- Data to process -
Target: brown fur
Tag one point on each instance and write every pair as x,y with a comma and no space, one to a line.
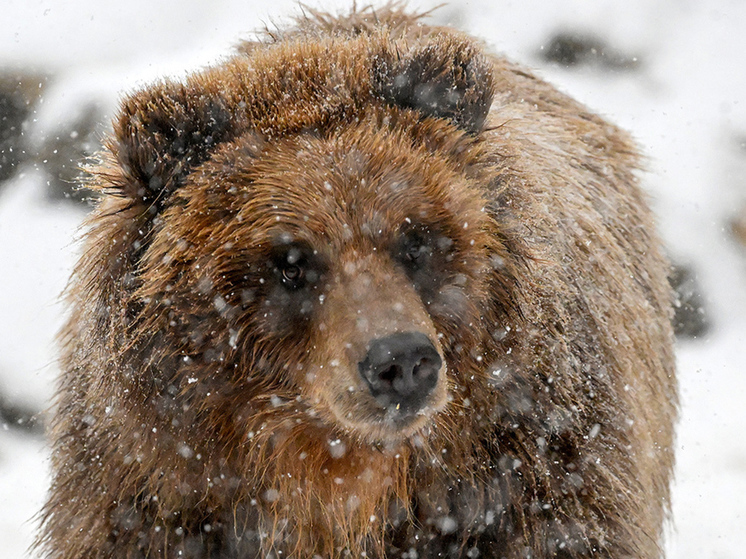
207,411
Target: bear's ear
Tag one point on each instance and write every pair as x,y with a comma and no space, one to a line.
163,133
447,77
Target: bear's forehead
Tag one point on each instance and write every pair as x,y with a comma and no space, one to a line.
339,187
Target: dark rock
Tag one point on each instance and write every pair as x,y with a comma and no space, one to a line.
19,93
63,154
19,417
690,319
571,48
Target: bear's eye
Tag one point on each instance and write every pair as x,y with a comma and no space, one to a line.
292,275
292,266
414,250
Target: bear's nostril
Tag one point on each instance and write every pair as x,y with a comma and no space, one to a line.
401,370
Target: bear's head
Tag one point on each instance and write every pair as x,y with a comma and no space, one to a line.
310,240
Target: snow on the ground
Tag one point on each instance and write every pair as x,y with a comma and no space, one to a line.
686,105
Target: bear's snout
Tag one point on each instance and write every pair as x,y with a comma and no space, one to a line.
401,371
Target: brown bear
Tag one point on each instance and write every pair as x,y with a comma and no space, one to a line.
364,290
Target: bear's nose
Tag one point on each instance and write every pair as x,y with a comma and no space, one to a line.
401,370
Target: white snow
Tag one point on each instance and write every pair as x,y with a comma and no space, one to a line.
686,105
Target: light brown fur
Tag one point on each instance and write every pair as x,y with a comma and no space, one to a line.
206,412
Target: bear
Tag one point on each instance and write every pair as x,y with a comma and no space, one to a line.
364,289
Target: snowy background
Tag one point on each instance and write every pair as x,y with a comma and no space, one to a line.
674,73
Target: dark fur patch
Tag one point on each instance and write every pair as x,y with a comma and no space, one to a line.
163,133
446,78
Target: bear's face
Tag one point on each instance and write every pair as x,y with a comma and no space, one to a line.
347,264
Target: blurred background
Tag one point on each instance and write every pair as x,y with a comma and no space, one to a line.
673,72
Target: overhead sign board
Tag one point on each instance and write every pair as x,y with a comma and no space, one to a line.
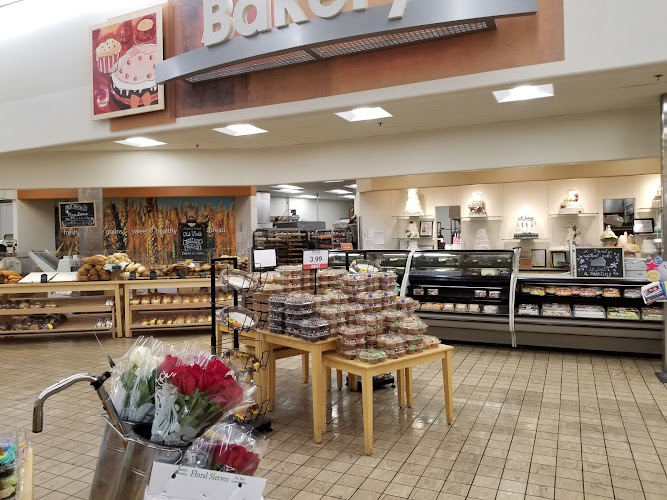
268,40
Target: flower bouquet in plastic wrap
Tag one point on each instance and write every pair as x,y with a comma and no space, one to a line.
227,447
133,380
192,393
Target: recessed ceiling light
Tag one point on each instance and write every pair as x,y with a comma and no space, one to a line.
140,142
240,129
289,191
524,93
361,114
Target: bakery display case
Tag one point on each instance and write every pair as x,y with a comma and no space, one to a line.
586,313
465,295
169,304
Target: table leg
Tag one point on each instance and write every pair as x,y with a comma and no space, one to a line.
271,375
304,367
408,386
354,382
400,383
447,382
319,394
367,397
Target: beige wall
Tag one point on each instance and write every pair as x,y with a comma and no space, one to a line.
505,200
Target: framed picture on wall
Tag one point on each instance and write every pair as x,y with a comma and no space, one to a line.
425,228
538,257
559,259
642,226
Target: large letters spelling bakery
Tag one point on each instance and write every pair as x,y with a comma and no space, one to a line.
222,19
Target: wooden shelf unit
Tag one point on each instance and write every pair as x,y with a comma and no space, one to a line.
84,310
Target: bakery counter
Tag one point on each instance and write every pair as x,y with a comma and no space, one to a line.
586,313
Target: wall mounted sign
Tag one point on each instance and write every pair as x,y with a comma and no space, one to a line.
604,262
125,54
77,214
267,41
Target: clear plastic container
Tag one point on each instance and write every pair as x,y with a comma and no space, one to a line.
372,356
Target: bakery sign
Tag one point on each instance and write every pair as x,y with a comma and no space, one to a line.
245,36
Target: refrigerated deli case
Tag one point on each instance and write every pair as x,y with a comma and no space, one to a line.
465,295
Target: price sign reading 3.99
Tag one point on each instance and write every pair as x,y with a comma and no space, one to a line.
315,259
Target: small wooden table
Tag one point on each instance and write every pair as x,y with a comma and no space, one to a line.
270,341
368,371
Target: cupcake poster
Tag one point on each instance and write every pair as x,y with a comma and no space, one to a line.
124,54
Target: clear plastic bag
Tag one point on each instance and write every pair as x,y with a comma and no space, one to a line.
133,380
228,447
193,393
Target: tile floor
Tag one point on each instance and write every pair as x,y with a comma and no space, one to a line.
528,424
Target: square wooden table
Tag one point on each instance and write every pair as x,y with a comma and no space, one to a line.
402,365
271,341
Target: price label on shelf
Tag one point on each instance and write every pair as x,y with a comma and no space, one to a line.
315,259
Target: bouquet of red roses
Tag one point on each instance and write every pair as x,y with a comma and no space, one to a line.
193,394
227,447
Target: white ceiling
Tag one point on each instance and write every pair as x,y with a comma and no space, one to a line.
592,92
314,189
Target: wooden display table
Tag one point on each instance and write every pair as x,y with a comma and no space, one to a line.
88,308
367,371
271,342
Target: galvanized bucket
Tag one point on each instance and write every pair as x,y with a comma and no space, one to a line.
138,463
109,462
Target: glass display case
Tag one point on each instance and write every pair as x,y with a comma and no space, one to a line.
593,313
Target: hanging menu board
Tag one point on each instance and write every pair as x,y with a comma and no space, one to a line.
77,214
193,241
606,262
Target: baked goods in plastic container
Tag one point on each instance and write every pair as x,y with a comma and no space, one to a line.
557,310
629,313
652,313
589,311
372,356
491,309
529,310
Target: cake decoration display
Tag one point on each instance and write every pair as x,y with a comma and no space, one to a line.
571,204
526,227
125,54
477,207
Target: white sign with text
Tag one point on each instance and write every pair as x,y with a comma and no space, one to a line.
175,482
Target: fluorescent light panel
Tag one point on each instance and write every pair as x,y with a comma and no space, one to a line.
524,93
362,114
240,129
140,142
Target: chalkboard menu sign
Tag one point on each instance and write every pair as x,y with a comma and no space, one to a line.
604,262
77,214
192,241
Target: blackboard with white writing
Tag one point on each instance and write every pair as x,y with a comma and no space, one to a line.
604,262
77,214
192,241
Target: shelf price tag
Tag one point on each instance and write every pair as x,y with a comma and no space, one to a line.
315,259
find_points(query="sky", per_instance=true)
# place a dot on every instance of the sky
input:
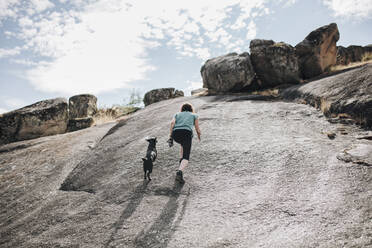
(110, 48)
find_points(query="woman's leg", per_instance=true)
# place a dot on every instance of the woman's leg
(183, 164)
(186, 148)
(181, 153)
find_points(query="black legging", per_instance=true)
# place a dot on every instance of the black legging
(184, 138)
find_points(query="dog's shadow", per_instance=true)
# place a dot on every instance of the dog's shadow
(134, 202)
(163, 228)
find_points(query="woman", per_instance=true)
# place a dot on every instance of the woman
(181, 132)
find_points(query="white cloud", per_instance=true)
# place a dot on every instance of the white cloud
(9, 52)
(192, 85)
(14, 103)
(7, 8)
(102, 45)
(252, 31)
(41, 5)
(357, 9)
(2, 111)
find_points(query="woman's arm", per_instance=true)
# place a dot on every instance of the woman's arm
(197, 128)
(172, 126)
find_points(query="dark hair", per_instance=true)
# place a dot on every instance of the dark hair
(187, 107)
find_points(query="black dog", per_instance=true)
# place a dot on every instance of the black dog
(151, 155)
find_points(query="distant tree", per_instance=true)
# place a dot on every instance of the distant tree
(135, 99)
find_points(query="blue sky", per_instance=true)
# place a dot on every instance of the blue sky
(59, 48)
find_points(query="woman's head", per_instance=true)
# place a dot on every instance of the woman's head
(187, 107)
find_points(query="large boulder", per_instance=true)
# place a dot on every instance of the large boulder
(81, 106)
(274, 63)
(318, 51)
(351, 54)
(79, 123)
(229, 73)
(199, 92)
(158, 95)
(344, 95)
(43, 118)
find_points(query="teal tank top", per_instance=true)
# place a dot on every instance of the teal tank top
(185, 120)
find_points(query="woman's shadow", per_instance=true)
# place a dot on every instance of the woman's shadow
(161, 231)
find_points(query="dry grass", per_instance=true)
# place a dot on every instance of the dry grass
(366, 60)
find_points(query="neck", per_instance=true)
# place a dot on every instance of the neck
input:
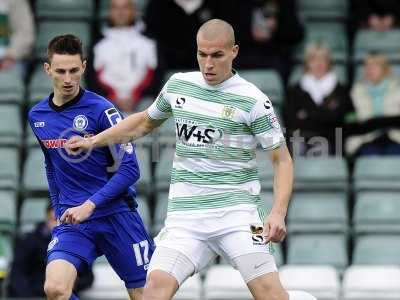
(60, 100)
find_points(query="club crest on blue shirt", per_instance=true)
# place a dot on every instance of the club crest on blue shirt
(80, 122)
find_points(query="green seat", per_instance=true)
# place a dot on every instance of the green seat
(10, 125)
(160, 213)
(318, 249)
(332, 35)
(47, 30)
(377, 250)
(143, 159)
(5, 254)
(144, 211)
(386, 42)
(34, 178)
(323, 10)
(33, 211)
(8, 210)
(9, 168)
(268, 81)
(265, 169)
(163, 168)
(377, 212)
(339, 69)
(377, 173)
(64, 9)
(11, 86)
(320, 173)
(318, 212)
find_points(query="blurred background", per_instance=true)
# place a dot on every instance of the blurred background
(331, 69)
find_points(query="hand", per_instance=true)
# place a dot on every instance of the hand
(274, 228)
(78, 214)
(77, 144)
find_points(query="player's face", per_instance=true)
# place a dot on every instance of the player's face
(215, 59)
(66, 72)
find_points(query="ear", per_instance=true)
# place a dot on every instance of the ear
(235, 51)
(46, 67)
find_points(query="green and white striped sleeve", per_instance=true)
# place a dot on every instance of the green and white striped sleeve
(161, 108)
(264, 125)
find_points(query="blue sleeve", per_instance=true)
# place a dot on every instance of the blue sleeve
(53, 188)
(125, 163)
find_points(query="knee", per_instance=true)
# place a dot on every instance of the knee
(56, 290)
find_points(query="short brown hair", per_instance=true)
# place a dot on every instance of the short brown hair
(65, 44)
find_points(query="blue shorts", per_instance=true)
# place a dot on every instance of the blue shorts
(121, 237)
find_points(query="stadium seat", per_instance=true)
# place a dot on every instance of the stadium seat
(8, 211)
(9, 168)
(225, 283)
(33, 211)
(64, 9)
(163, 168)
(377, 250)
(191, 289)
(320, 173)
(332, 35)
(34, 177)
(366, 41)
(5, 254)
(339, 69)
(10, 125)
(321, 281)
(318, 212)
(268, 81)
(265, 169)
(11, 86)
(377, 212)
(144, 161)
(107, 285)
(160, 212)
(144, 211)
(377, 173)
(323, 10)
(318, 249)
(371, 283)
(49, 29)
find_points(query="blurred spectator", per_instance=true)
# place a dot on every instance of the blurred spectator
(379, 15)
(124, 59)
(266, 30)
(16, 32)
(376, 96)
(27, 273)
(317, 104)
(174, 24)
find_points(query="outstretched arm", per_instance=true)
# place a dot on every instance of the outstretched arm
(129, 129)
(274, 227)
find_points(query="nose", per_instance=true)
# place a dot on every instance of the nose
(209, 63)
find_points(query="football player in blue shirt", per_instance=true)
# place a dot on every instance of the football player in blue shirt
(91, 193)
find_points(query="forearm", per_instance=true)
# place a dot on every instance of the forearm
(129, 129)
(283, 181)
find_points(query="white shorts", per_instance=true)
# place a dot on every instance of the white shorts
(201, 248)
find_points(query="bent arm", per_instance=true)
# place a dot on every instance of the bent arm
(129, 129)
(283, 179)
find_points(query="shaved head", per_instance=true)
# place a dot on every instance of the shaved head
(217, 29)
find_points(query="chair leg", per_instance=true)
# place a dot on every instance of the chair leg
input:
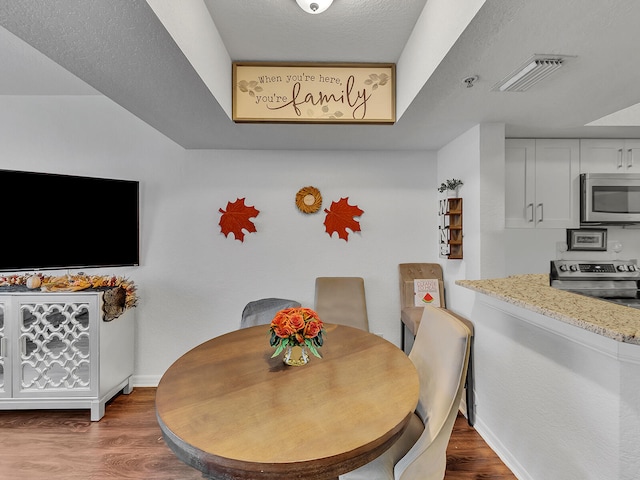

- Problem -
The exact lines from the beginning of the data through the one that contains "Target: bear's forehead" must be given again, both ends included, and pictures must be left out.

- Solution for this problem -
Target: brown fur
Tag one point on each instance and write every pair as x,y with a comma and no space, one to a line.
207,411
Target: bear's ear
Tag one point on each instance and write every pair as x,y with a comma and no space, one to a line.
163,133
447,77
Target: bear's forehead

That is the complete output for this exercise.